====== Selected text ======

FTC Commissioner Rebecca Slaughter on President Trump's latest attempt to fire her

U.S. Federal Trade Commission Commissioner Rebecca Slaughter raised questions on Friday about the status of an artificial intelligence chatbot complaint against Snap that the agency referred to the Department of Justice earlier this year.

In January, the FTC announced that it would refer a non-public complaint regarding allegations that Snap’s My AI chatbot posed potential “risks and harms” to young users and said it would refer the suit to the DOJ “in the public interest.”

“We don’t know what has happened to that complaint,” Slaughter said on CNBC’s ‘The Exchange.” “The public does not know what has happened to that complaint, and that’s the kind of thing that I think people deserve answers on.”

Snap’s My AI chatbot, which debuted in 2023, is powered by large language models from OpenAI and Google and has drawn scrutiny for problematic responses.

The DOJ did not immediately respond to a request for comment. Snap declined to comment.

======

▸ **Work required**
Return the stretch of the article on the Snap chatbot complaint from "U.S. Federal Trade" through "for problematic responses.", copied word for word.

====== Dataset entries ======

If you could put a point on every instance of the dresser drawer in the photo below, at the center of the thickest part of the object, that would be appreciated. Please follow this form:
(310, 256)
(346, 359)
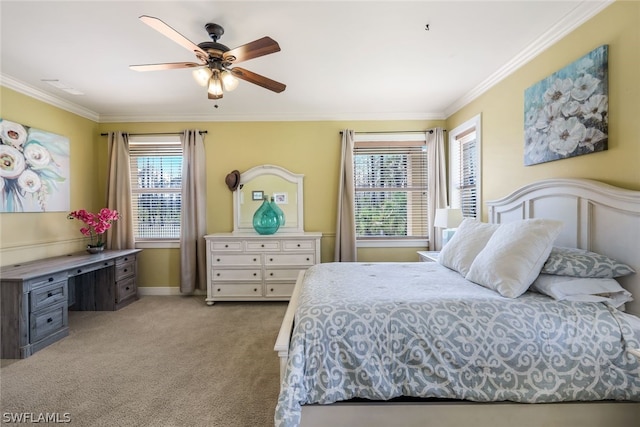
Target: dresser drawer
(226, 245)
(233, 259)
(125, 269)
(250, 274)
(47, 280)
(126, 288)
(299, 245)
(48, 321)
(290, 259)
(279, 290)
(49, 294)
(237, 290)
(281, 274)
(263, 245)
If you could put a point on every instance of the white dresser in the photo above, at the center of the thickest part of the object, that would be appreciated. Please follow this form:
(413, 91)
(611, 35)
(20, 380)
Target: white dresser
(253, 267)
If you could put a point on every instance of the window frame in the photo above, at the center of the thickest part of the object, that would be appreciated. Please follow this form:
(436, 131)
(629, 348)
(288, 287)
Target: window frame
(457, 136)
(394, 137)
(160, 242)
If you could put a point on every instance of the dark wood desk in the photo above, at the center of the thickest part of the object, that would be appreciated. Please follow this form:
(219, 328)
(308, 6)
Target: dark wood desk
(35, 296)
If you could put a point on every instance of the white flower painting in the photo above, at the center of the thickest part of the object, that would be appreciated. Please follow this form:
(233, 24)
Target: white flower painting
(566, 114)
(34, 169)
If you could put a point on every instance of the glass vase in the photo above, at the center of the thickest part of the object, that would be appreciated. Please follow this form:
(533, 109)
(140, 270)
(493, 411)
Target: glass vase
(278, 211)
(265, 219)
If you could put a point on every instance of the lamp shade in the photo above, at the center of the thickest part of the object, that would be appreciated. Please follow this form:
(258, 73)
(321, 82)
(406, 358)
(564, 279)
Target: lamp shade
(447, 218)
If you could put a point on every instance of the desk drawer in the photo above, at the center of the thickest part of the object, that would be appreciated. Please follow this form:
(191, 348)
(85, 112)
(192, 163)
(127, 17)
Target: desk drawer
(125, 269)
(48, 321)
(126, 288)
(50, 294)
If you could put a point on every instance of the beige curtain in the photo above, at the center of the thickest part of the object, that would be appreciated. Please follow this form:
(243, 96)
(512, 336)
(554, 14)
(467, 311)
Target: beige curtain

======

▸ **Written answer**
U.S. Federal Trade Commission Commissioner Rebecca Slaughter raised questions on Friday about the status of an artificial intelligence chatbot complaint against Snap that the agency referred to the Department of Justice earlier this year.

In January, the FTC announced that it would refer a non-public complaint regarding allegations that Snap’s My AI chatbot posed potential “risks and harms” to young users and said it would refer the suit to the DOJ “in the public interest.”

“We don’t know what has happened to that complaint,” Slaughter said on CNBC’s ‘The Exchange.” “The public does not know what has happened to that complaint, and that’s the kind of thing that I think people deserve answers on.”

Snap’s My AI chatbot, which debuted in 2023, is powered by large language models from OpenAI and Google and has drawn scrutiny for problematic responses.